■ Given task
From the records below, pull out every line containing the string "point" and copy those lines. Case matters.

Dataset entries:
________

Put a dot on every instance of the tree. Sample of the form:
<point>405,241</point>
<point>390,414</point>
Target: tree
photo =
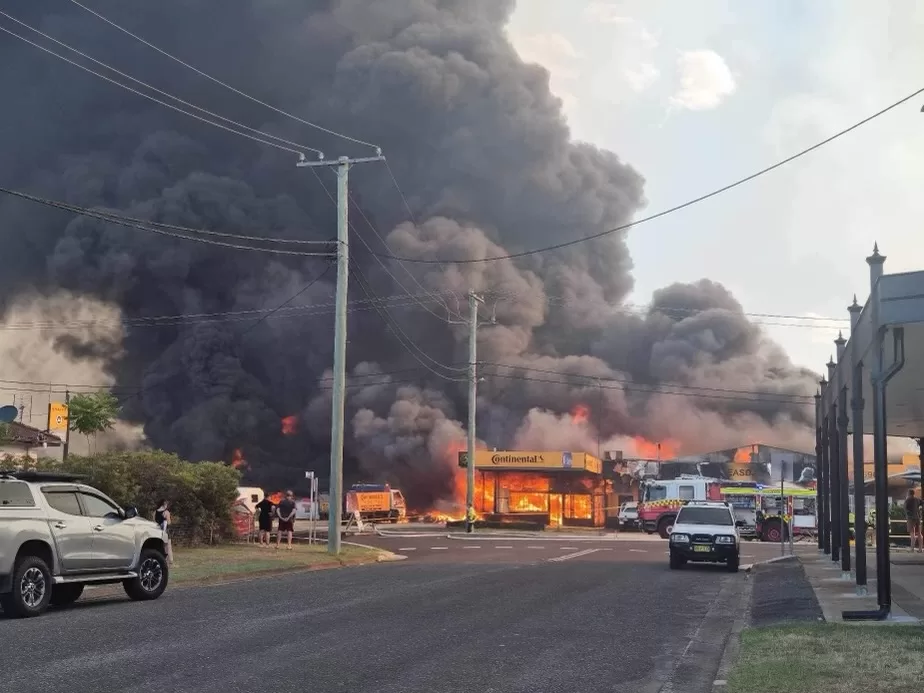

________

■ Solution to this task
<point>405,241</point>
<point>390,414</point>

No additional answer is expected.